>>>>

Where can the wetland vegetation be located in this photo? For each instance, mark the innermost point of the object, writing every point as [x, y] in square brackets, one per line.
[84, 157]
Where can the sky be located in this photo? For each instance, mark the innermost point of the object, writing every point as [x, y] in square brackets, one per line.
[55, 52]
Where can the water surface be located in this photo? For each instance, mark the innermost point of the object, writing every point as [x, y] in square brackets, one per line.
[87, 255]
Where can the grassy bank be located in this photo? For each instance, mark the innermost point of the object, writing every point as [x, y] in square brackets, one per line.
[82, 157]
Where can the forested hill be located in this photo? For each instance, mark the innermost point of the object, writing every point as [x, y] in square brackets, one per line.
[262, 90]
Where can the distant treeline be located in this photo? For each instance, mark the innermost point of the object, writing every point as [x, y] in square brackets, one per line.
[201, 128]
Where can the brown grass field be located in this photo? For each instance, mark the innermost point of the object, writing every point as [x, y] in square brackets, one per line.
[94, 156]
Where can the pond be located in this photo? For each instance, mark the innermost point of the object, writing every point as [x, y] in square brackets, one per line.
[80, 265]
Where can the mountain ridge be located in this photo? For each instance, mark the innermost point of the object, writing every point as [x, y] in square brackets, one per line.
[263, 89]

<<<<
>>>>

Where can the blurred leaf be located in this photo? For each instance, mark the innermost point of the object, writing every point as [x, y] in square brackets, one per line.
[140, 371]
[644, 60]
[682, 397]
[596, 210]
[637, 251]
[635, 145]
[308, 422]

<<<<
>>>>

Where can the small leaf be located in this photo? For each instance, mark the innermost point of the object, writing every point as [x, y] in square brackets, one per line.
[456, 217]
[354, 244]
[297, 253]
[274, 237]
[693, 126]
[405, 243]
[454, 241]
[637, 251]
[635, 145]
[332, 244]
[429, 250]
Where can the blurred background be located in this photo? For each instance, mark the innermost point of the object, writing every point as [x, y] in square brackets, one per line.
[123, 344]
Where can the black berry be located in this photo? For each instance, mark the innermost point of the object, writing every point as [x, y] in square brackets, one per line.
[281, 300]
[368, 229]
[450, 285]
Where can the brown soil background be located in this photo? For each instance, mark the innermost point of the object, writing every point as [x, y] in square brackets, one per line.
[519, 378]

<<<<

→ **What is being asked**:
Find each line in the items above that contains the word "leaf", and copy those lines.

→ **Result of this exercise**:
Where can the blurred leaf be located in this photo? For each instance, mark the innermost point of the object, writing every point as [x, y] in square brackets, one per line.
Where can the small leaf be located in this photo? For each instance, mark the innermost point of the object, writing every point as [x, y] in square brackets, one per line.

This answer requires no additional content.